* Arahan:
Lanjutkan teks tentang cara menjalankan program sqlite3 mulai setelah kalimat terakhir yang ditampilkan.

* Kutipan Sumber:
--*--

Untuk menjalankan program sqlite3, cukup dengan mengetik "sqlite3" di ikuti dengan nama file yang menyimpan database SQLite. Jika file tersebut tidak ada, maka file database baru akan dibuat secara automatis. Kita dapat mengetik perintah-perintah SQL (di akhiri dengan titik koma), tekan "Enter" dan SQL akan di jalankan.

Sebagai contoh, buat database SQLite baru dengan nama "ex1" dan sebuah tabel dengan dengan nama "tbl1", kita dapat menjalankan perintah berikut:

   $ sqlite3 ex1
   SQLite version 3.6.11
   Enter ".help" for instructions
   Enter SQL statements terminated with a ";"
   sqlite> create table tbl1(one varchar(10), two smallint);
   sqlite> insert into tbl1 values('hello!',10);
   sqlite> insert into tbl1 values('goodbye', 20);
   sqlite> select * from tbl1;
   hello!|10
   goodbye|20
   sqlite>


Untuk keluar dari program sqlite2 kita dapat mengetik karakter End-Of-File (biasanya Control-D). Untuk menghentikan perintah SQL yang lama sekali jalannya, kita dapat menggunakan karakter interupsi (biasanya Control-C).

--*--

* Daftar Entri:
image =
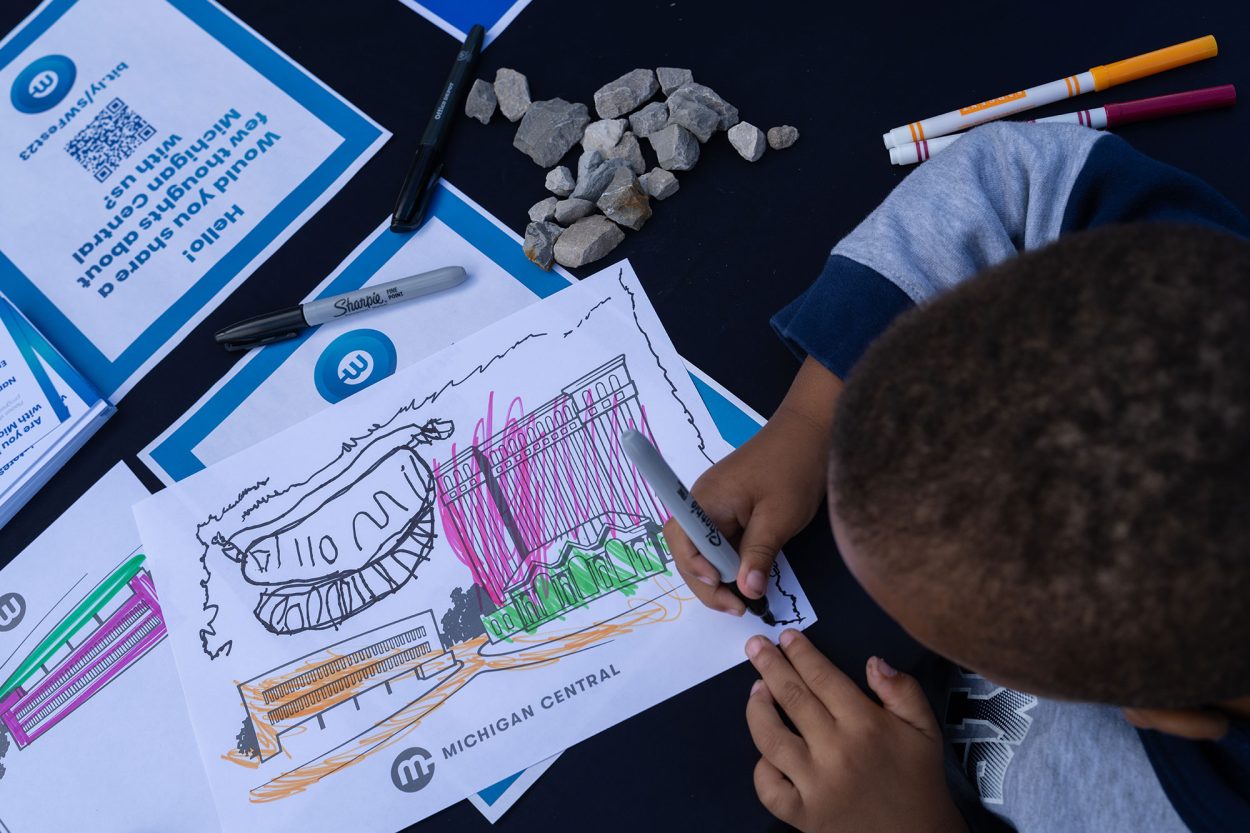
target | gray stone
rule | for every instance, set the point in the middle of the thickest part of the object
(624, 201)
(625, 94)
(659, 183)
(540, 240)
(671, 78)
(586, 240)
(543, 210)
(560, 181)
(649, 119)
(603, 135)
(708, 98)
(781, 138)
(748, 140)
(675, 148)
(480, 103)
(594, 173)
(573, 209)
(694, 116)
(550, 129)
(629, 150)
(513, 91)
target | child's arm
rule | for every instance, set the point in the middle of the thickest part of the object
(1003, 189)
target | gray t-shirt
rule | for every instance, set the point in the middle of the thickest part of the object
(1043, 766)
(1046, 766)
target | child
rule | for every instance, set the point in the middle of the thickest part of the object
(1041, 475)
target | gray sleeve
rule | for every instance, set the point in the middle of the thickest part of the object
(996, 191)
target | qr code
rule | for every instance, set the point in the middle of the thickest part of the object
(109, 139)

--*--

* Jawaban:
Pastikan kita menutup perintah SQL dengan titik koma! Program sqlite3 mencari titik koma untuk mengetahui bahwa perintah SQL kita sudah selesai. Jika kita tidak menulis titik koma, sqlite3 akan memberikan prompt untuk meneruskan dan menunggu kita untuk menulis text SQL selanjutnya. Fitur ini memungkinkan kita untk menulis perintah SQL dalam beberapa kalimat, seperti:

sqlite> CREATE TABLE tbl2 (
     ...>   f1 varchar(30) primary key,
     ...>   f2 text,
     ...>   f3 real
     ...> );
sqlite>

Tambahan: Query ke tabel SQLITE_MASTER

Database schema di database SQLite di simpan di tabel khusus bernama "sqlite_master". Kita dapat menjalankan perintah "SELECT" terhadap tabel sqlite_master seperti tabel lain di database SQLite. Sebagai contoh:

$ sqlite3 ex1
SQLite version 3.6.11
Enter ".help" for instructions
sqlite> select * from sqlite_master;
    type = table
    name = tbl1
tbl_name = tbl1
rootpage = 3
     sql = create table tbl1(one varchar(10), two smallint)
sqlite>

Tapi kita tidak dapat menjalankan perintah DROP TABLE, UPDATE, INSERT atau DELETE terhadap tabel sqlite_master. Tabel sqlite_master akan secara automatis di update saat kita drop tabel dan index dari database. Kita tidak dapat secara manual mengubah tabel sqlite_master.

schema untuk tabel TEMPORARY tidak di simpan dalam table "sqlite_master" karena tabel TEMPORARY tidak terlihat oleh aplikasi yang membuat tabel. schema untuk tabel TEMPORARY di simpan di tabel khusus bernama "sqlite_temp_master". Tabel "sqlite_temp_master" sebetulnya juga tabel temporary / sementara.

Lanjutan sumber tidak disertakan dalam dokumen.